▶ **Teks Halaman**
Salin Artikel

Negara, Aparat dan Ormas Berperan atas Pembatasan Kebebasan Berkumpul

Khusus negara, pembatasan kebebasan berkumpul tersebut seringkali dilakukan melalui penciptaan ketakutan semu. Misalnya dengan memunculkan kembali isu bahaya laten komunisme.

"Ini realitas. Contohnya negara masih sering menciptakan ketakutan berlebihan. Kita ingat empat tahun terakhir ini isu kebangkitan komunisme seolah dihidupkan lagi," ujar Yati dalam konferensi pers di Kantor Kontras, Kwitang, Jakarta Pusat, Jumat (6/12/2019).

Dengan demikian muncul persepsi yang berkembang di masyarakat bahwa setiap pertemuan dan diskusi membahas komunisme atau peristiwa 1965, harus segera diantisipasi.

"Sehingga nanti seolah ada kesepakatan secara tidak sadar masyarakat akan melakukan pembubaran (terhadap pertemuan atau diskusi itu). Padahal, kalau kita telusuri isu bangkitnya komunisme ini masih terlalu prematur untuk dijadikan justifikasi," tutur Yati.

Sementara, peran aparat keamanan, yakni TNI-Polri dalam membatasi kebebasan berkumpul seringkali dilakukan secara langsung dan tidak langsung.

Pembatasan secara langsung, misalnya dengan tak memberikan izin keramaian atau lewat pembubaran yang dilakukan aparat.

Pembatasan secara tidak langsung, misalnya pembiaran terhadap organisasi masyarakat tertentu yang melakukan tindakan persekusi, yakni dengan memberhentikan pertemuan, diskusi atau kegiatan sebuah kelompok.

"Dalam kondisi ini, ada hubungan simbisosis mutualisme di antara ormas dengan aparat keamanan. Mengapa bisa demikian? Tentu ada penyebabnya, " tutur Yati.

Salah satunya, karena pemahaman aparat keamanan soal azas kebebasan berkumpul yang masih rendah.

Kontras pernah mewawancara langsung dengan aparat keamanan. Hasil wawancara menunjukkan hal itu.

▶ **Tujuan**
(1) Dalam artikel tentang pembatasan kebebasan berkumpul, di mana Yati berbicara dalam konferensi pers?
(2) Lanjutkan artikel tentang pembatasan kebebasan berkumpul mulai dari kalimat terakhirnya.

▶ **Data yang Diberikan**
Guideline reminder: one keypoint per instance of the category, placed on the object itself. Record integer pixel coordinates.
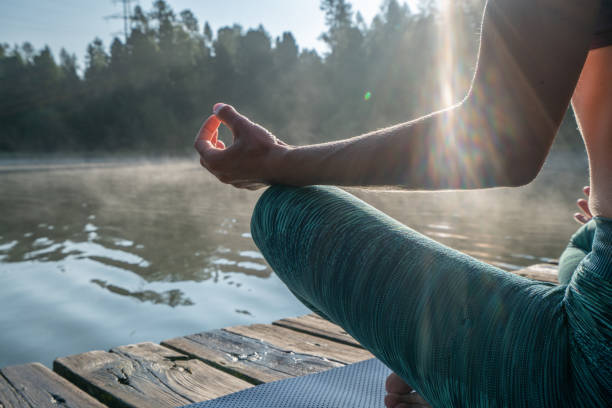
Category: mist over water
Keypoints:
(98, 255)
...
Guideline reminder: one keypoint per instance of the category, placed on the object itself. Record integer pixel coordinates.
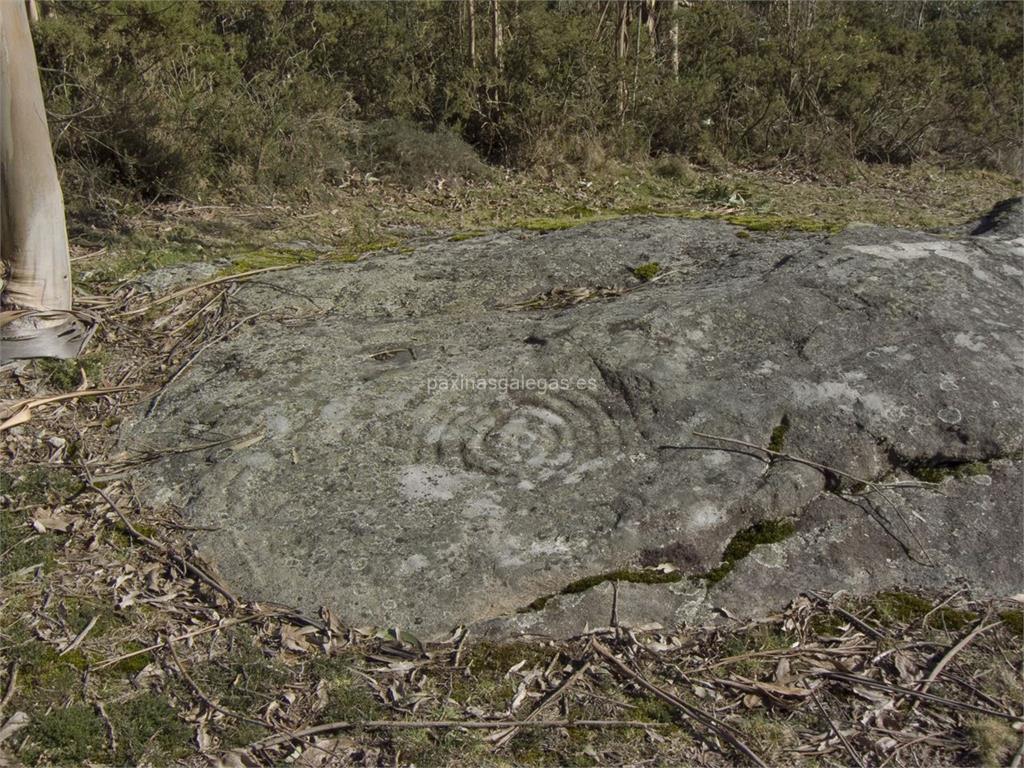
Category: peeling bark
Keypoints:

▶ **Jawaban per Tugas**
(1) Di Kantor Kontras, Kwitang, Jakarta Pusat.

(2)
Aparat seringkali menggunakan kerangka berpikir mayoritas dan minoritas dalam menghadapi tekanan akan kebebasan berkumpul.

"Karena perspektif yang dibangun ini adalah kerangka mayoritas dan minoritas. Jika seperti ini terus, kondisi kebebasan berserikat dan berkumpul itu tetap tidak akan mengalami perubahan," lanjut dia.

Catatan Kontras menunjukkan, terjadi sebanyak 1.056 peristiwa pembatasan kegiatan berkumpul di muka umum sejak 2015 hingga 2018.

Data itu berasal dari 34 provinsi di Indonesia yang dikumpulkan dengan sejumlah metode, yakni pemantauan media, turun langsung ke daerah (Jawa Barat, Yogyakarta dan Papua) dan pemantauan lewat jejaring yang ada di daerah.

"Sejak 2015-2018, ada 1.056 peristiwa terkait pembatasan kebebasan berkumpul secara damai. Peristiwa tersebut menyangkut beberapa isu," ujar Yati dalam konferensi pers di Kantor Kontras, Kwitang, Jakarta Pusat, Jumat.

Isu yang dimaksud yakni kebebasan berkeyakinan, utamanya untuk pemeluk agama minoritas.

Kemudian kegiatan berkumpul untuk mendiskusikan isu yang berhubungan komunisme dan marxisme.

Ketiga, kegiatan berkumpul oleh kelompok rentan, dalam hal ini LGBT.

Keempat, kegiatan atau ekspresi masyarakat terkait isu Papua.

"Kontras menyadari angka ini masih merupakan yang terdokumentasi. Masih terbuka peluang jumlah ini lebih sedikit atau diperkirakan melebihi jumlah yang tercatat, " ujar Yati.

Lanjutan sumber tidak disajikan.